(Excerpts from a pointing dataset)
--------------------

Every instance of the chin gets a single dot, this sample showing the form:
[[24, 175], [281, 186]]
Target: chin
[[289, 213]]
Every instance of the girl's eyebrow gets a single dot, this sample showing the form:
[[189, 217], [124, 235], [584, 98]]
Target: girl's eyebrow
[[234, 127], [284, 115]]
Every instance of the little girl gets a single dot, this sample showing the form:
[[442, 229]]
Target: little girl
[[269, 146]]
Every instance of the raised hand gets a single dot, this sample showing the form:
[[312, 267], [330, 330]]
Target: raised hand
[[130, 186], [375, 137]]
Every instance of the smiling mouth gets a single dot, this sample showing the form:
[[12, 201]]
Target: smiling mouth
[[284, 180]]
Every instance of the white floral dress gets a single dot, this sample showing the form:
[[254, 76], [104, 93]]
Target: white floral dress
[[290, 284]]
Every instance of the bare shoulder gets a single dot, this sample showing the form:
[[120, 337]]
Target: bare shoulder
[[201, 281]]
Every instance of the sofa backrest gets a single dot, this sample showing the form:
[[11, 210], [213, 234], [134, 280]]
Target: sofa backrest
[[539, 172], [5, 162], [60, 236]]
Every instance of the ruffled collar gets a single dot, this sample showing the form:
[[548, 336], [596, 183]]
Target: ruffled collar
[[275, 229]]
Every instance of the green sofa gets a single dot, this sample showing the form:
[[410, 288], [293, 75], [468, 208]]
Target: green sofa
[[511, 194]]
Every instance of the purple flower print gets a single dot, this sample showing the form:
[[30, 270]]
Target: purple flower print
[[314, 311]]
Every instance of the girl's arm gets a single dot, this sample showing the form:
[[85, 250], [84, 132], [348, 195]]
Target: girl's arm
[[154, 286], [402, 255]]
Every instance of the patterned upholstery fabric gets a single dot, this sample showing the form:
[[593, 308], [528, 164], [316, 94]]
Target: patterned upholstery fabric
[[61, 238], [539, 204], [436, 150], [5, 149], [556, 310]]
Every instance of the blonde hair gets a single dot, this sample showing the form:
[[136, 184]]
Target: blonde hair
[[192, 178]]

--------------------

● TASK OBJECTIVE
Rewrite the material from the line that has "Every instance of the raised" through the line that has "[[201, 281]]", replacing "smiling mouth" with "open mouth" wherever it occurs and leaving everything else unchanged. Give only those lines.

● EXERCISE OUTPUT
Every instance of the raised hand gets a single dot, this sample showing the form:
[[312, 267], [330, 330]]
Target: raised hand
[[130, 186], [375, 137]]
Every instance of the open mouth gets a single dot, this sample showing the form:
[[12, 201]]
Target: open mouth
[[284, 180]]
Every instance of the white floral dress gets a single dot, this sample showing the form:
[[254, 76], [104, 93]]
Target: white floral dress
[[290, 284]]
Every instance of the bare shoulder gets a single dot, this sample showing the form:
[[120, 337]]
Target: bare shoulder
[[201, 281]]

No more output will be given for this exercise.